Can you rewrite the entries from their first line through the line with "negative clicks: (355, 190) (438, 129)", replacing "clicks" with "taps" and changing nothing else? Return only those lines, and leave out the pictures.
── SUPPLIED ENTRIES
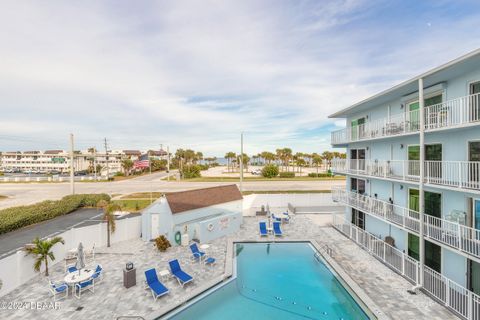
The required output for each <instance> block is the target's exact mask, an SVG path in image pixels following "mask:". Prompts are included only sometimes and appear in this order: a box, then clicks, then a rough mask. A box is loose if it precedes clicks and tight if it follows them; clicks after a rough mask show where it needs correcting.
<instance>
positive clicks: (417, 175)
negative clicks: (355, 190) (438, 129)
mask: <svg viewBox="0 0 480 320" xmlns="http://www.w3.org/2000/svg"><path fill="white" fill-rule="evenodd" d="M332 170H333V171H334V172H336V173H342V174H357V175H364V176H371V177H379V178H385V179H392V180H398V181H407V182H419V181H420V161H418V160H363V159H353V160H352V159H333V160H332ZM424 175H425V178H424V183H427V184H432V185H439V186H445V187H449V188H459V189H468V190H475V191H480V162H479V161H425V163H424Z"/></svg>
────
* _WRITTEN SOLUTION_
The required output for each <instance> block is the target's exact mask, an SVG path in image pixels following "mask:". Prompts are included only sometimes and appear in this order: a box, then taps, then a rough mask. A box is loose if it precedes taps and tight if it follows them; taps after a rough mask show where it needs correcting.
<instance>
positive taps: (417, 175)
negative taps: (355, 190) (438, 129)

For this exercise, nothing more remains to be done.